━━━━━ Document section ━━━━━

The start of linear algebra was seen in
high school algebra, solving systems of
linear equations.
E.g., we seek numerical values of x and y
so that
3 x - 2 y = 7
-x + 2 y = 8
So, that is two equations in the two
unknowns x and y.
Well, for positive integers m and n, we
can have m linear (linear is in the
above example but omitting here a careful
definition) equations in n unknowns.
Then depending on the constants, there
will be none, one, or infinitely many
solutions.
E.g., likely the central technique of ML
and data science is fitting a linear
equation to data. There the central idea
is the set of normal equations which are
linear (and, crucially, symmetric and
non-negative semi-definite as covered
carefully in linear algebra).
(2.2) Gauss Elimination
The first technique for attacking linear
equations is Gauss elimination. There can
determine if there are none, one, or
infinitely many solutions. For one
solution, can find it. For infinitely
many solutions can find one solution and
for the rest characterize them as from
arbitrary values of several of the
variables.

━━━━━ Recorded information ━━━━━

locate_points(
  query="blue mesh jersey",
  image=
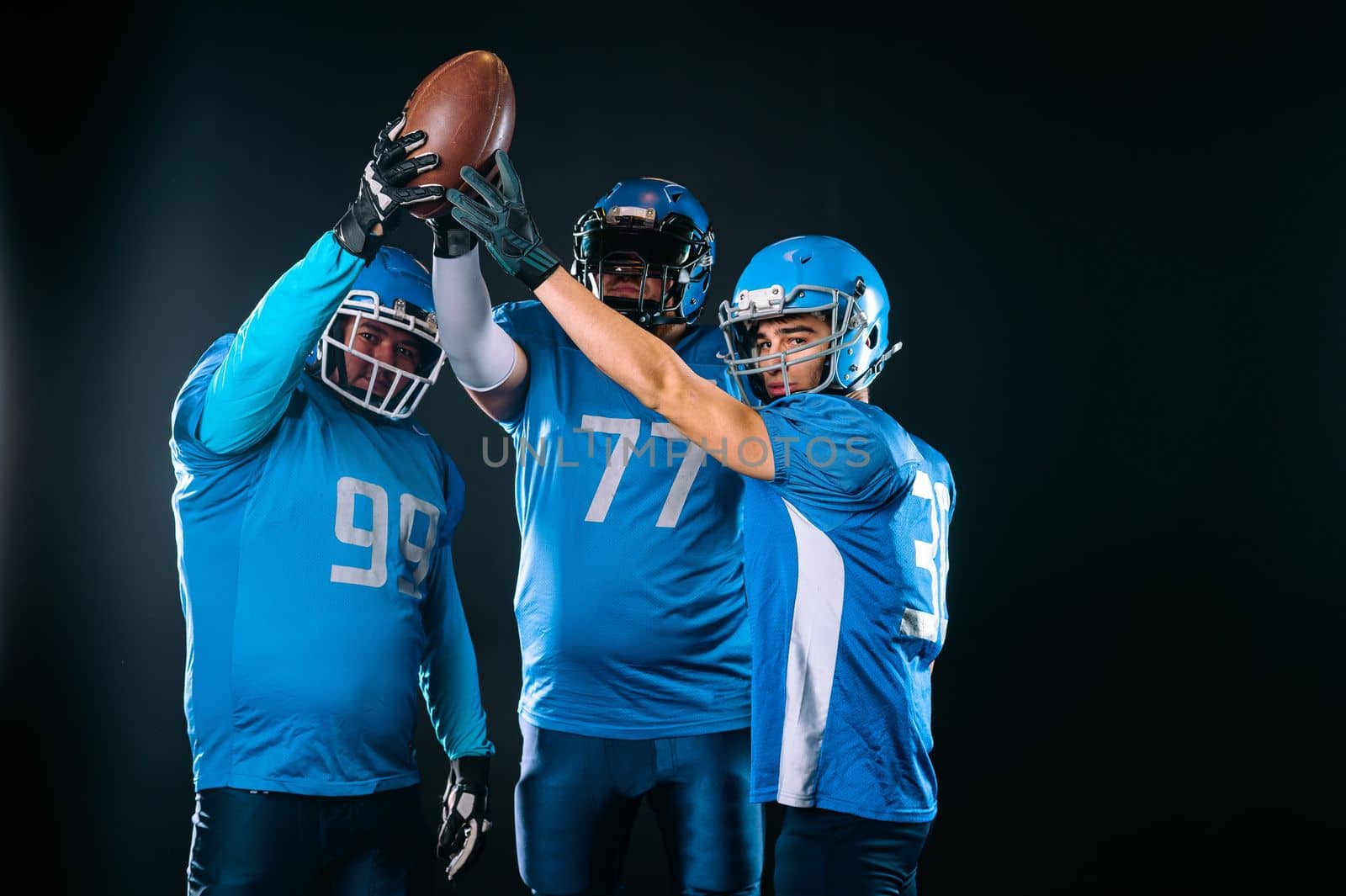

━━━━━

Brief A: In the text on linear algebra, rewrite the paragraph beginning "The first technique for attacking linear equations" as a short list that keeps its main facts.
Brief B: List every property that the text on linear algebra gives for the normal equations.
Brief C: Carry the text on linear algebra forward from its last sentence.

Task result A:
- Gauss elimination is the first technique for attacking linear equations.
- It determines whether a system has no solutions, one, or infinitely many.
- When there is one solution, it finds it.
- When there are infinitely many, it finds one solution and characterizes the rest as coming from arbitrary values of several of the variables.

Task result B:
- Linear
- Symmetric
- Non-negative semi-definite

Task result C:
(2.3) Vectors and Matrices
A nice step forward in working with
systems of linear equations is the subject
of vectors and matrices.
A good start is just
3 x - 2 y = 7
-x + 2 y = 8
we saw above. What we do is just rip out
the x and y, call that pair a vector,
leave the constants on the left as a
matrix, and regard the constants on the
right side as another vector. Then the
left side becomes the matrix theory
product of the matrix of the constants
and the vector of the unknowns x and y.
The matrix will have two rows and two
columns written roughly as in
/ \
| 3 - 2 |
| |
| -1 2 |
\ /
So, this matrix is said to be 2 x 2 (2 by
2).
Sure, for positive integers m and n, we
can have a matrix that is m x n (m by n)
which means m rows and n columns.
The vector of the unknowns x and y is 2 x
1 and is written
/ \
| x |
| |
| y |
\ /
So, we can say that the matrix is A; the
unknowns are the components of vector v;
the right side is vector b; and that the
system of equations is
Av = b
where the Av is the matrix product of A
and v. How is this product defined? It is
defined to give us just what we had with
the equations we started with -- here
omitting a careful definition.
So, we use a matrix and two vectors as new
notation to write our system of linear
equations. That's the start of matrix
theory.
It turns out that our new notation is
another pillar of civilization.
Given a m x n matrix A and an n x p matrix
B, we can form the m x p matrix product
AB. Amazingly, this product is
associative. That is, if we have p x q
matrix C then we can form m x q product
ABC = (AB)C = A(BC)
It turns out this fact is profound and
powerful.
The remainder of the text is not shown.